**OBJECTIVE**
Could you reproduce every line of the material below without changing anything, leaving the pictures out of your answer?

──────── EXCERPTED RECORDS ────────

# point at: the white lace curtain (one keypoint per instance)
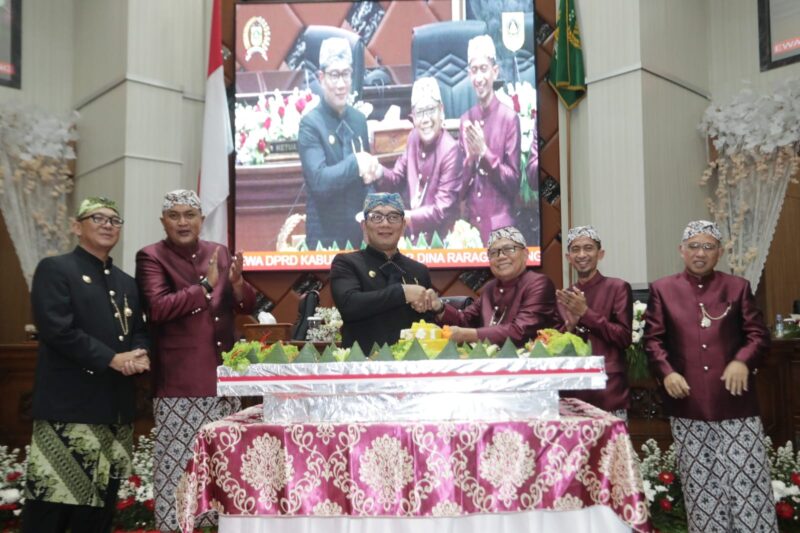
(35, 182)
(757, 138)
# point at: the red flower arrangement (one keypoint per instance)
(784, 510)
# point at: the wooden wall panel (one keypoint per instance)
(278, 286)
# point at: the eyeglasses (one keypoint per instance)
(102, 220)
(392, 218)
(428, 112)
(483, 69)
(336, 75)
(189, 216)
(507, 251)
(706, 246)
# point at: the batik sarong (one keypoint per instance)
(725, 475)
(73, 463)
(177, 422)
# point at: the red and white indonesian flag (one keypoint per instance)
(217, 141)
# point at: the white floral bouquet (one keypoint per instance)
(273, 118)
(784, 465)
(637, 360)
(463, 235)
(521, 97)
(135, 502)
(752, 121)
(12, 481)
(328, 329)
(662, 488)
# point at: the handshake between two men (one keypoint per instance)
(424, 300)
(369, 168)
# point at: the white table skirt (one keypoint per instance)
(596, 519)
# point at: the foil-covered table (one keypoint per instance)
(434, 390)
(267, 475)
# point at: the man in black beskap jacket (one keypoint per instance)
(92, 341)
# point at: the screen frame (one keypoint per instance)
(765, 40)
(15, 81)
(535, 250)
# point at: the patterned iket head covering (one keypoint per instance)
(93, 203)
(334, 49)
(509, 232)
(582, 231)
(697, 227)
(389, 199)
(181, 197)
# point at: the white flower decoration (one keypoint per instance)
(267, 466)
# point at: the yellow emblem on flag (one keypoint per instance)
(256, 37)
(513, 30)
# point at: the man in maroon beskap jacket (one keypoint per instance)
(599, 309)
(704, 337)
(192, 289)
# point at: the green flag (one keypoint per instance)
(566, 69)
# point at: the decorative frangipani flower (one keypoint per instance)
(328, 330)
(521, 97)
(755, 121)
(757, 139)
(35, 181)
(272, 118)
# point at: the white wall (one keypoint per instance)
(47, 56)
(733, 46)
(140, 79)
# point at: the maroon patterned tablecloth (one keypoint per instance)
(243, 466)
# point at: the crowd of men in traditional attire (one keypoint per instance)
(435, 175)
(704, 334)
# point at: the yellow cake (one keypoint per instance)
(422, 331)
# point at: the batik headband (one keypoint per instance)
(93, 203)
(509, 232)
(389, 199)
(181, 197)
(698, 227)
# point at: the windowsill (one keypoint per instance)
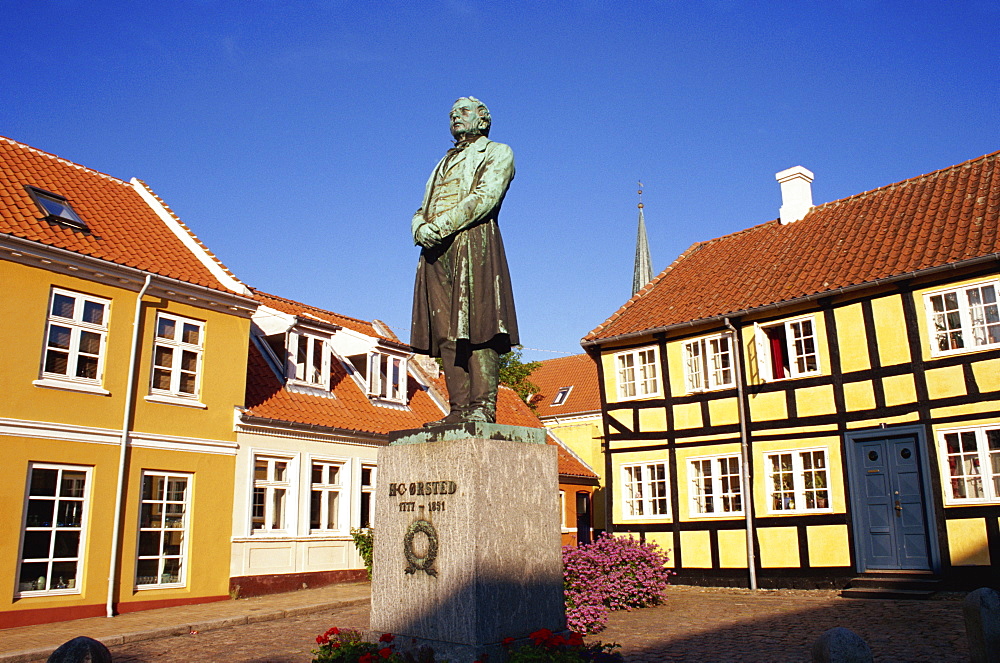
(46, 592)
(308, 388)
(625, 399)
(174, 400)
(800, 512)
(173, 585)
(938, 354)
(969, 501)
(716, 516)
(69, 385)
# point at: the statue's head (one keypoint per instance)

────────

**EXPECTED ANSWER**
# point at: the white lace curtain (one keypoint per instance)
(35, 182)
(757, 138)
# point at: the red flower arrangement (one keypoint per instance)
(784, 510)
# point at: the wooden wall panel (one keypoint per instance)
(278, 286)
# point at: the eyeglasses (one keypoint per instance)
(102, 220)
(392, 218)
(428, 112)
(483, 69)
(336, 75)
(189, 216)
(507, 251)
(706, 246)
# point at: the batik sarong (one keypoint per instance)
(725, 475)
(73, 463)
(177, 422)
# point at: the red and white indonesian flag (one keypoint per instance)
(217, 141)
# point at: the white floral bouquet (one keypoint per instance)
(273, 118)
(784, 465)
(637, 360)
(463, 235)
(521, 97)
(135, 502)
(752, 121)
(12, 481)
(328, 329)
(662, 488)
# point at: the handshake between two men (one keypoint per instance)
(424, 300)
(369, 168)
# point at: the white table skirt (one keypoint per instance)
(596, 519)
# point at: the foil-covered table (one keypoint per instance)
(434, 390)
(267, 475)
# point at: the man in black beskap jacket (one keypoint per instance)
(92, 341)
# point at: the screen frame (one keypoint per instance)
(765, 40)
(15, 81)
(535, 250)
# point at: the patterned iket head covering (one keypoint per instance)
(93, 203)
(334, 49)
(509, 232)
(582, 231)
(697, 227)
(389, 199)
(181, 197)
# point at: the white flower decoration (one keypoint per instance)
(267, 466)
# point at: the yellow emblem on flag (one keypoint per instance)
(256, 37)
(513, 30)
# point at: the man in maroon beskap jacket (one keypoint per instance)
(599, 309)
(704, 337)
(192, 289)
# point at: the green flag (one keypoint per instance)
(566, 69)
# point at: the decorative frangipani flower (one keypoint per instance)
(328, 330)
(521, 97)
(755, 121)
(757, 139)
(35, 181)
(272, 118)
# point at: the white wall (one keypoint per instance)
(47, 56)
(733, 46)
(140, 79)
# point at: the maroon patterned tablecloth (one keypoint per instance)
(243, 466)
# point at: the crowd of men in traditional attire (one keypoint per instance)
(435, 175)
(704, 334)
# point at: the yellow cake (one keypoint per instance)
(422, 331)
# point at: the batik headband (one keypoint per instance)
(93, 203)
(509, 232)
(389, 199)
(181, 197)
(698, 227)
# point at: the windowsill (one keypoint per instance)
(46, 592)
(308, 388)
(625, 399)
(174, 400)
(800, 512)
(173, 585)
(938, 354)
(969, 501)
(716, 516)
(69, 385)
# point at: the statue's head (one keypoint per instance)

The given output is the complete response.